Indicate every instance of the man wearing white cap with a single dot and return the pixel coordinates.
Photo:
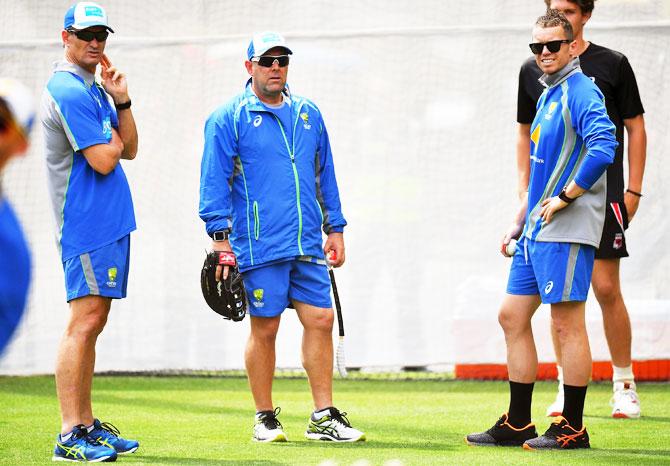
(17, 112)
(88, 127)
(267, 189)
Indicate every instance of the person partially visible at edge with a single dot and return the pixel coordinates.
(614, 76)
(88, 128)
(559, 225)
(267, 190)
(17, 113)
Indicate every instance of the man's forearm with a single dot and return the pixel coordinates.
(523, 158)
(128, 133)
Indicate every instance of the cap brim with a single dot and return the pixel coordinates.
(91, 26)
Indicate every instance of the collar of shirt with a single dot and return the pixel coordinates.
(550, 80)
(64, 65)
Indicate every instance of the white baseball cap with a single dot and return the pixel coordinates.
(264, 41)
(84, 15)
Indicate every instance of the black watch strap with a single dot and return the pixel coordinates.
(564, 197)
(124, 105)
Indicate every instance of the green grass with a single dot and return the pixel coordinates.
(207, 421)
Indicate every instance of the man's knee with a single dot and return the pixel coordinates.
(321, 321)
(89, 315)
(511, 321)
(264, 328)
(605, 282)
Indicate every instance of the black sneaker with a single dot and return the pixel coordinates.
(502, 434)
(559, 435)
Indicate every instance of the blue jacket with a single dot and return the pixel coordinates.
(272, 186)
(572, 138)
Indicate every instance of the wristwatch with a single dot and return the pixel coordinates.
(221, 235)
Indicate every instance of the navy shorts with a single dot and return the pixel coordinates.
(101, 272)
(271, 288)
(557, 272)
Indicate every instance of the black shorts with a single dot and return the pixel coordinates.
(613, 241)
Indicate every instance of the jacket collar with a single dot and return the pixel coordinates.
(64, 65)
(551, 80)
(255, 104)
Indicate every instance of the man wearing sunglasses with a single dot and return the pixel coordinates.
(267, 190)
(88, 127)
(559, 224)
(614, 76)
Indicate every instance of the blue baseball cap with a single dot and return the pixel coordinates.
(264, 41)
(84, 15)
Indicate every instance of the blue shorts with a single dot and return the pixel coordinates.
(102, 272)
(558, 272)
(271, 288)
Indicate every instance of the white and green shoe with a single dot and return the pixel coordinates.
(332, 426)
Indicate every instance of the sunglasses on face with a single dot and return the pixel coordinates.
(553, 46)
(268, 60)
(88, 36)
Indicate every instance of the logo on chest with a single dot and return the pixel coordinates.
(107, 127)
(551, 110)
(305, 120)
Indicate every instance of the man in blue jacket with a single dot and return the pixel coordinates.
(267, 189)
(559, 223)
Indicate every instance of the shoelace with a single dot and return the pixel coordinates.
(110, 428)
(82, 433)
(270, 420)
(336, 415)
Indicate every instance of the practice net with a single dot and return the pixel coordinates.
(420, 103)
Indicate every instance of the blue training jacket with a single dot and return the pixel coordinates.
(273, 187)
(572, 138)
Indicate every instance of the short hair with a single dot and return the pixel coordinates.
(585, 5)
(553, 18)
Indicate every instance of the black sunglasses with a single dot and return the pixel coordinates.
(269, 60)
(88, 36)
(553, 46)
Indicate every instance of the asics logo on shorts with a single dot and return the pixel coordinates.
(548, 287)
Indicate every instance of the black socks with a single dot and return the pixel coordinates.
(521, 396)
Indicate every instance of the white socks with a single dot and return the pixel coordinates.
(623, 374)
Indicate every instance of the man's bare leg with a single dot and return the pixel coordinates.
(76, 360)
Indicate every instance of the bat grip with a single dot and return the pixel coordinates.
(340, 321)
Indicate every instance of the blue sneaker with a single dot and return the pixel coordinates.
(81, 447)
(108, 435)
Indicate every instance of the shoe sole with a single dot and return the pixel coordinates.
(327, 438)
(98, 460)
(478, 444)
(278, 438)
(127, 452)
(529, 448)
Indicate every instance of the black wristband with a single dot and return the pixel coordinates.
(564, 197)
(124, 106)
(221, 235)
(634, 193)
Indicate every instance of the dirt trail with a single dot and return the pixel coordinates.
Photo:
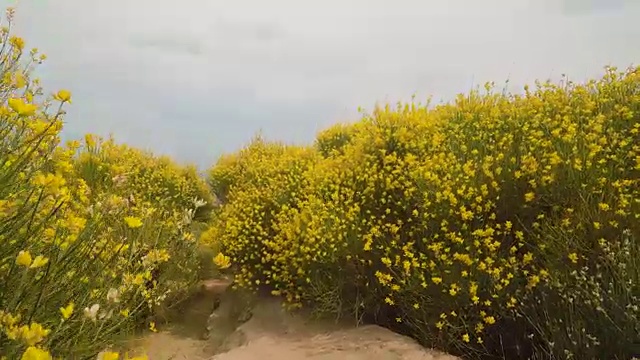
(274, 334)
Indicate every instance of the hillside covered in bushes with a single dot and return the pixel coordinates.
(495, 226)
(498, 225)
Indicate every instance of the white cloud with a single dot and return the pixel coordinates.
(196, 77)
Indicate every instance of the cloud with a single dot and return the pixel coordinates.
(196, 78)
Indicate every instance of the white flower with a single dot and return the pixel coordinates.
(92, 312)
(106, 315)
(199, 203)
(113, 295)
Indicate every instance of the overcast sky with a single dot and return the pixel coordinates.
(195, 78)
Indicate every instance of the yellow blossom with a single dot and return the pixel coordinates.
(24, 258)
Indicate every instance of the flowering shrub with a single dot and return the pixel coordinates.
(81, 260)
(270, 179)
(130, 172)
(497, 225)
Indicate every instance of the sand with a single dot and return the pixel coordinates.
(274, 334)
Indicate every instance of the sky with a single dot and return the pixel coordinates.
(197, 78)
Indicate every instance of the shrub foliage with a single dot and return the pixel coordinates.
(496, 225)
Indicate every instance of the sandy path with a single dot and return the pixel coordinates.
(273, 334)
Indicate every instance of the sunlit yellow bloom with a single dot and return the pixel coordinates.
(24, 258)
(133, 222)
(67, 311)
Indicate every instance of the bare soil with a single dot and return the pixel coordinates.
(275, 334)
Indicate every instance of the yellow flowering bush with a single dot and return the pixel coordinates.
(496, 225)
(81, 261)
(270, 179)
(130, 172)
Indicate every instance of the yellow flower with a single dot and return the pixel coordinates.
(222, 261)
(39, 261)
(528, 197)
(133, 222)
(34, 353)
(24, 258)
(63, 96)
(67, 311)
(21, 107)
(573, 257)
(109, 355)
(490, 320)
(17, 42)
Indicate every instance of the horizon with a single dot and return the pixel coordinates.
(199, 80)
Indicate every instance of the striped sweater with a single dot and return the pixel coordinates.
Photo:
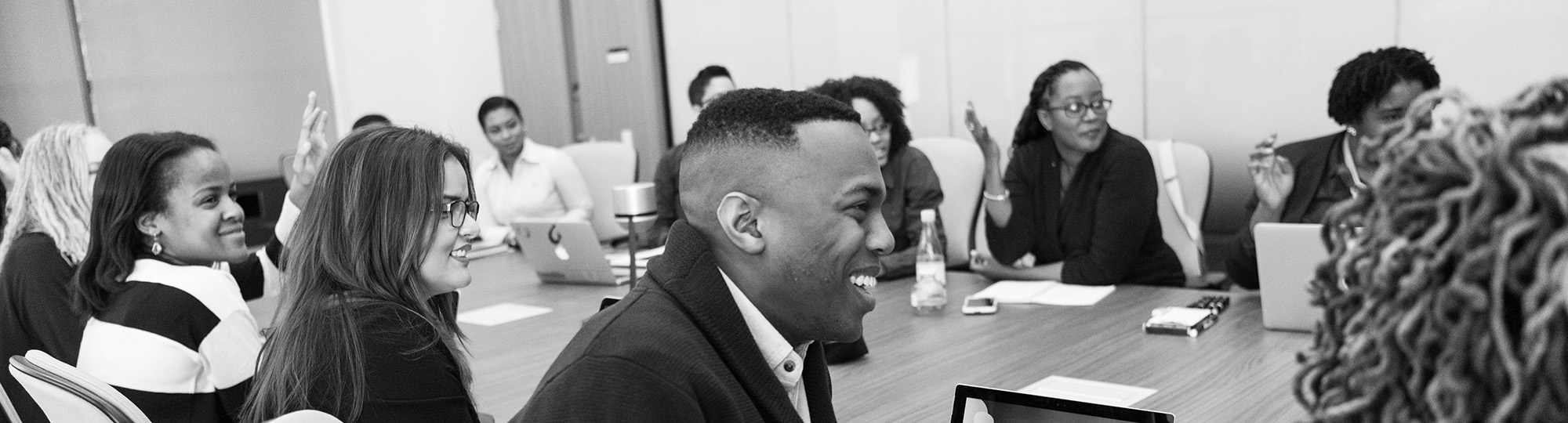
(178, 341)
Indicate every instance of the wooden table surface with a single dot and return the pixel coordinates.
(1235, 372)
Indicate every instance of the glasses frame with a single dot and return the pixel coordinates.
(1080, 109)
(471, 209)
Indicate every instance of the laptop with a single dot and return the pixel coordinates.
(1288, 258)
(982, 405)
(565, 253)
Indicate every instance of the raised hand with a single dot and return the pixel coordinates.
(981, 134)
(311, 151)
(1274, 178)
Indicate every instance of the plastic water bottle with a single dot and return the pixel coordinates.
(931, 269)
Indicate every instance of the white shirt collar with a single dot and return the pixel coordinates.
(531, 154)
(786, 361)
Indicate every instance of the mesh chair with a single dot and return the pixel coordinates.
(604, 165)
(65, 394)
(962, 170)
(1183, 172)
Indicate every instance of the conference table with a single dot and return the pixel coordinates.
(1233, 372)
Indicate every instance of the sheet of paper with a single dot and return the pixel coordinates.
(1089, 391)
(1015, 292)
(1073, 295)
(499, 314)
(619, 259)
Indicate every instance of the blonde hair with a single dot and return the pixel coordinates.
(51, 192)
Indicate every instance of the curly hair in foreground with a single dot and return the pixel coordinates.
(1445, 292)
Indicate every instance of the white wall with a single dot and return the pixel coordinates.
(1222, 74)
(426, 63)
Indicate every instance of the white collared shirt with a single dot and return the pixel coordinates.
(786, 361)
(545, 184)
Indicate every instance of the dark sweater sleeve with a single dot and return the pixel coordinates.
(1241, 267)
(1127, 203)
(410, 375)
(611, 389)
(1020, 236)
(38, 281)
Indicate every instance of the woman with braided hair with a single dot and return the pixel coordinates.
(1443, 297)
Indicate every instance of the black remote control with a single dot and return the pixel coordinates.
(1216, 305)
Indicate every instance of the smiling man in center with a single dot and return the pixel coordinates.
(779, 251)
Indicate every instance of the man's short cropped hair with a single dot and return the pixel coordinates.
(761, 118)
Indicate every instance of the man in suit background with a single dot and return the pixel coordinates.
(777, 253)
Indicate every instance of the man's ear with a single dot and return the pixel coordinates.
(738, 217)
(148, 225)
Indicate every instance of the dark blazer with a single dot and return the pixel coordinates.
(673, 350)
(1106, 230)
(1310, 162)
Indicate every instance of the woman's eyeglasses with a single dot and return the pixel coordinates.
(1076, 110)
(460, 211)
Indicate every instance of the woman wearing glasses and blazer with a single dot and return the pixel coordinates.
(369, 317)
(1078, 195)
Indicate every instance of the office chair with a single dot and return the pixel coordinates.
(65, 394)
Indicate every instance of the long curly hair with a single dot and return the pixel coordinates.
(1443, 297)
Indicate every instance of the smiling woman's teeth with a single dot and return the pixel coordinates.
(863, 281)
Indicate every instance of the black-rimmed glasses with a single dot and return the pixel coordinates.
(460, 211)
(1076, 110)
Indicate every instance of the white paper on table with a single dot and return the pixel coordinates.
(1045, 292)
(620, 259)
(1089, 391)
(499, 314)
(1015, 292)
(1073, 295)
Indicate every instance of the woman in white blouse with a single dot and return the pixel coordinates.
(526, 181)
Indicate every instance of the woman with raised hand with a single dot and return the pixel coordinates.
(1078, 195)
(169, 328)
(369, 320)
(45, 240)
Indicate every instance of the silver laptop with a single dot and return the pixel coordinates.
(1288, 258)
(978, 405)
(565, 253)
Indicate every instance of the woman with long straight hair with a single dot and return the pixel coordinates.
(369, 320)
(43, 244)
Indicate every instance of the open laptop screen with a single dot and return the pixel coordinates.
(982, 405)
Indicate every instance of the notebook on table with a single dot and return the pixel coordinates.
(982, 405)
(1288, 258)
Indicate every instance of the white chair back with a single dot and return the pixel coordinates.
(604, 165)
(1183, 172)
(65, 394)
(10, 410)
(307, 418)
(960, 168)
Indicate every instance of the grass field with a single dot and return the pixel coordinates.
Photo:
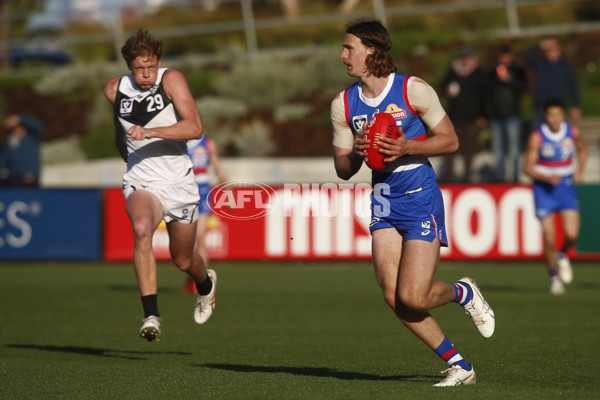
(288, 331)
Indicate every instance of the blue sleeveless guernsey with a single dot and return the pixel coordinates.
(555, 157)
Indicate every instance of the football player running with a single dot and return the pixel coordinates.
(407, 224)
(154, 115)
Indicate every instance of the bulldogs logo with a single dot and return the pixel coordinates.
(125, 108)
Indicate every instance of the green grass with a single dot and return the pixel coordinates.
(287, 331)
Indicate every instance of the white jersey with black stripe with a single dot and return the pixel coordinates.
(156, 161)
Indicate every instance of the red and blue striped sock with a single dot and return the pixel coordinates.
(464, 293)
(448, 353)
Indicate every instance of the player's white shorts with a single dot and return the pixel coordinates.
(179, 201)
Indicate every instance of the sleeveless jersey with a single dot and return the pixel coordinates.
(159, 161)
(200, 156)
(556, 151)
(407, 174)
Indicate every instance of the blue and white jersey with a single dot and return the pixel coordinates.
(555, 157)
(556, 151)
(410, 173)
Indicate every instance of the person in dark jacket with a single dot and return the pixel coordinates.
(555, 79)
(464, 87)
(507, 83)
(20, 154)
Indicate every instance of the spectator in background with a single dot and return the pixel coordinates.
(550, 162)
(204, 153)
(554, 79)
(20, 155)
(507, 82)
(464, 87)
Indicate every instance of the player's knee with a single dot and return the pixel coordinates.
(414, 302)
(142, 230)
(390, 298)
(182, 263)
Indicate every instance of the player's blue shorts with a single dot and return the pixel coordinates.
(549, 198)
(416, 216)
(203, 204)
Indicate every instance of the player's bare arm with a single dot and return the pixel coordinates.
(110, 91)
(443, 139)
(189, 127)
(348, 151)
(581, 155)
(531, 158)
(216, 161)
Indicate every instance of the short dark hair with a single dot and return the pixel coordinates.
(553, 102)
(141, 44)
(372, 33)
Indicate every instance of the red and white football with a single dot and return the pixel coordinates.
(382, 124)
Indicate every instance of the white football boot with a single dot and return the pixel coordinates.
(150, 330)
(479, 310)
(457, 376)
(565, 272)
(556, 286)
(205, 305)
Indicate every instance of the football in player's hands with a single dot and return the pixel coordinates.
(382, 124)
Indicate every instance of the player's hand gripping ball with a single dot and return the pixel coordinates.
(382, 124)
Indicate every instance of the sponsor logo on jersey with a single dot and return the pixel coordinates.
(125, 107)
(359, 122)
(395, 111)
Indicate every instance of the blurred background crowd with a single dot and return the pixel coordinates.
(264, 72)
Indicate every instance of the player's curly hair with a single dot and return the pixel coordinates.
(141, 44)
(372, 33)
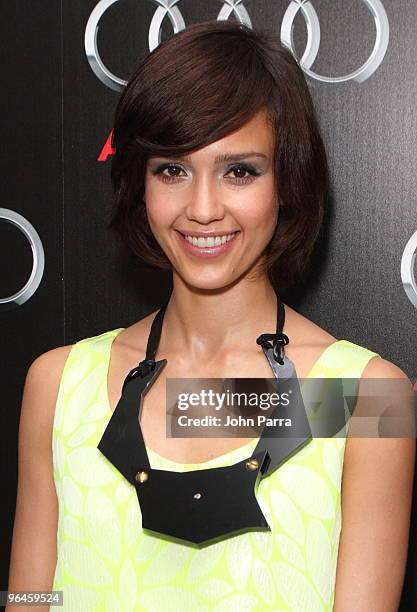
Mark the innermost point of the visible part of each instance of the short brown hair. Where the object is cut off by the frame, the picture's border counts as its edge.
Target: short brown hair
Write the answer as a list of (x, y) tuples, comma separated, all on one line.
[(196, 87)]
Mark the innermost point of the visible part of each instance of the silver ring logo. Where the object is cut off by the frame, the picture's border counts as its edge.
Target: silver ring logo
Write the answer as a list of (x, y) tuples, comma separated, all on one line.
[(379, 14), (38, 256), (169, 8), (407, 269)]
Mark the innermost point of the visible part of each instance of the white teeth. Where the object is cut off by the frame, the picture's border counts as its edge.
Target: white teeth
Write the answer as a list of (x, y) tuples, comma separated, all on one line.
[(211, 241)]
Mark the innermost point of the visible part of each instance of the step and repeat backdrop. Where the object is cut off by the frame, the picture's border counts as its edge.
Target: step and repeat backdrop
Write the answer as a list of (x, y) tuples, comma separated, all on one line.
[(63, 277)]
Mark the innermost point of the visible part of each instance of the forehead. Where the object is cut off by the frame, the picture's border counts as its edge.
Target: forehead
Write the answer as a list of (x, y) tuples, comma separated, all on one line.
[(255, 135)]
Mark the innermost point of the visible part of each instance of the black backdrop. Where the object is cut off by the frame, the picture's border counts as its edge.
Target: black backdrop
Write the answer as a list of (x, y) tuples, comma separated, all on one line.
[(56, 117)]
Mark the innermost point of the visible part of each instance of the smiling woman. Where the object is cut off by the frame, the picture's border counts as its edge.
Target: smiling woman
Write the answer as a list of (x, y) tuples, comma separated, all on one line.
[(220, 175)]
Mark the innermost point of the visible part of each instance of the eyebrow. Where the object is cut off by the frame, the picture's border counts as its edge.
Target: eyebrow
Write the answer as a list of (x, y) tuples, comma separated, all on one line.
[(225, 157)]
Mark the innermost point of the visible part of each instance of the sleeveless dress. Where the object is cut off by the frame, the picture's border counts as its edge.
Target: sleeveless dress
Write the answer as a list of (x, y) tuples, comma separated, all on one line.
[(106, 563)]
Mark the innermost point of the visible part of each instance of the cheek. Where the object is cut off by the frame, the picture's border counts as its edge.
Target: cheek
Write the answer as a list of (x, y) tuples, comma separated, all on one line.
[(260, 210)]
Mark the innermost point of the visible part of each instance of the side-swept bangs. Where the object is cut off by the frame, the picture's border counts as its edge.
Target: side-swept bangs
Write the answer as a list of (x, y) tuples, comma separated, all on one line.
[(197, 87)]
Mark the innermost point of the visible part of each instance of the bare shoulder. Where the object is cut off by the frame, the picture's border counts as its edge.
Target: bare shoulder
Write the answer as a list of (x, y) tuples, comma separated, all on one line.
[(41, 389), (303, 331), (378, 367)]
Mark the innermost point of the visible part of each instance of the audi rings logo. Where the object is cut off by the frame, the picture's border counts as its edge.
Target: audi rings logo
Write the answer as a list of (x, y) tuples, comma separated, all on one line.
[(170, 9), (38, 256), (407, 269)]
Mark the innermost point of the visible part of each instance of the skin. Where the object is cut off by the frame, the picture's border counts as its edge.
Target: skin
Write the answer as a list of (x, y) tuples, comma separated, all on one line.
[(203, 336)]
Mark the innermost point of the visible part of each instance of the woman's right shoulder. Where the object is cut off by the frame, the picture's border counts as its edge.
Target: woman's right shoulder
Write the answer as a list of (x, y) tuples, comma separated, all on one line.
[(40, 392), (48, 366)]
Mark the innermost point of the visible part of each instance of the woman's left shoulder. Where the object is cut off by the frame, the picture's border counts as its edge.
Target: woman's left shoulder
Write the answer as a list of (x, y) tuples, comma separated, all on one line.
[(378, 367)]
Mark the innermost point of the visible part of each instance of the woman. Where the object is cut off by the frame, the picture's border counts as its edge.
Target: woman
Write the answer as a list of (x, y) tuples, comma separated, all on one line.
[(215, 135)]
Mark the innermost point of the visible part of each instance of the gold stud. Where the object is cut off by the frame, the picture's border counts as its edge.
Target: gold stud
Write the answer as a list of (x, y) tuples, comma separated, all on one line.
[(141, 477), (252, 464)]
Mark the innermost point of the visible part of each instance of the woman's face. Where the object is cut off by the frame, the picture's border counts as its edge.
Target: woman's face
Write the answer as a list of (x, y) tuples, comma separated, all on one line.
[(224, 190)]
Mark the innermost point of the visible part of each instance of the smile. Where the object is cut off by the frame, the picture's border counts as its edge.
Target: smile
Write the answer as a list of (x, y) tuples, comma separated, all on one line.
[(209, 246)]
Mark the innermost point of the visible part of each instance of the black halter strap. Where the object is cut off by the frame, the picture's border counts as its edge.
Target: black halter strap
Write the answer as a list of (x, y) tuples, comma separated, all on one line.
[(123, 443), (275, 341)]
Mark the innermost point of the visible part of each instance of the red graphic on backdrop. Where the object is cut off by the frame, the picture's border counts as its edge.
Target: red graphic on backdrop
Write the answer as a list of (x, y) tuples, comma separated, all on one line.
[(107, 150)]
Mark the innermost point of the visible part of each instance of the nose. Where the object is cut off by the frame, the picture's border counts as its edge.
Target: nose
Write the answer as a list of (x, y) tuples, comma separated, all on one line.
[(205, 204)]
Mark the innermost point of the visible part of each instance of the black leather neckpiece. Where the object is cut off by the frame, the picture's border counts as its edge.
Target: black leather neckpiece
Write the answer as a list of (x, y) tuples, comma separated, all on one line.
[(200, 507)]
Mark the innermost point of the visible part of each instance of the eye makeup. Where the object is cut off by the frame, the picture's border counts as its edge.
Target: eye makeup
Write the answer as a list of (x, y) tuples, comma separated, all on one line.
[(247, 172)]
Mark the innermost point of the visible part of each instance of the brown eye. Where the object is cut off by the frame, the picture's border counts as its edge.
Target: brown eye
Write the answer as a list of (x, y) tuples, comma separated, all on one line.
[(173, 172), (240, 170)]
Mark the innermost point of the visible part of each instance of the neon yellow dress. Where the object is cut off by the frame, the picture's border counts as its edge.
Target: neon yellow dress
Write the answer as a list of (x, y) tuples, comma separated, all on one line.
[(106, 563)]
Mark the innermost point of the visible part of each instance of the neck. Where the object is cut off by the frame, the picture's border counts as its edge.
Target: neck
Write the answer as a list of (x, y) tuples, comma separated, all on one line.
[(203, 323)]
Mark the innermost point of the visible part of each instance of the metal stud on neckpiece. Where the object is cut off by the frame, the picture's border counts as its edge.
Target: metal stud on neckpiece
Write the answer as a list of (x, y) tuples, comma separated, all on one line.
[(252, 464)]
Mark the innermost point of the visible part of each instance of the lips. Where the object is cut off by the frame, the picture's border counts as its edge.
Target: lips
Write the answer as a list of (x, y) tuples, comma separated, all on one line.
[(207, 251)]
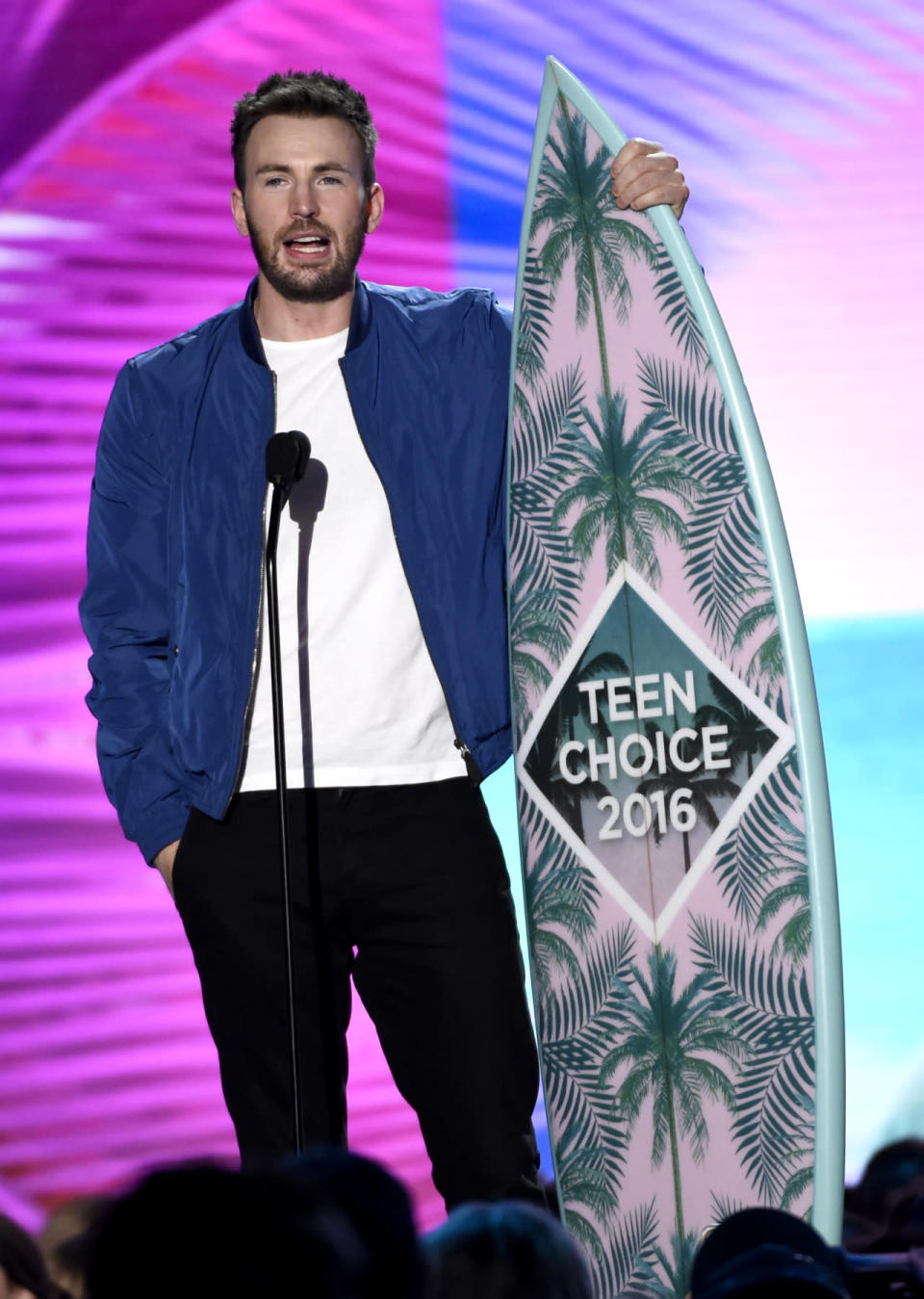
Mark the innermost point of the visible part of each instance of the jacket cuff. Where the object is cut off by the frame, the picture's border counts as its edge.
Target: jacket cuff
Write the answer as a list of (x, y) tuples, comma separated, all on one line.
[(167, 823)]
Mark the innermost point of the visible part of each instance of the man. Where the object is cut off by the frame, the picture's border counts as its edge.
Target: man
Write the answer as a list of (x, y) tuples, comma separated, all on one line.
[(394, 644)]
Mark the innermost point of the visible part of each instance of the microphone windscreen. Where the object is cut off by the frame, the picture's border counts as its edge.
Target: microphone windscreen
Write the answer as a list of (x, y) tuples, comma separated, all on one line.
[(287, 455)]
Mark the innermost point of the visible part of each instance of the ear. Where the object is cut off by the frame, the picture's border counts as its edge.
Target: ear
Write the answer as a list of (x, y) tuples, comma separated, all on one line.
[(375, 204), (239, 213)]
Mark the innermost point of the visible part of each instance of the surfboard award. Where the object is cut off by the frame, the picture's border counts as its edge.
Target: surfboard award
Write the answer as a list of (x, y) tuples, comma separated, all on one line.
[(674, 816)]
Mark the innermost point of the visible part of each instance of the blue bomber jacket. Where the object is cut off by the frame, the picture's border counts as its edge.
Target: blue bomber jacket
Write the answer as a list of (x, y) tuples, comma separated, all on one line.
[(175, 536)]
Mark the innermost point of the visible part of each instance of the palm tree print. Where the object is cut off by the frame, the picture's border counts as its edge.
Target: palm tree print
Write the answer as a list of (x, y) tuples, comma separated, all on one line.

──────────

Using the material above, return each line in which the word "cuff" occurs.

> **Finished exercise**:
Mark the innermost point of the visible part of each instance of the jacket cuff. Where the object is cut off by the frame, the picture's border counts as its edge.
Target: jacket cuff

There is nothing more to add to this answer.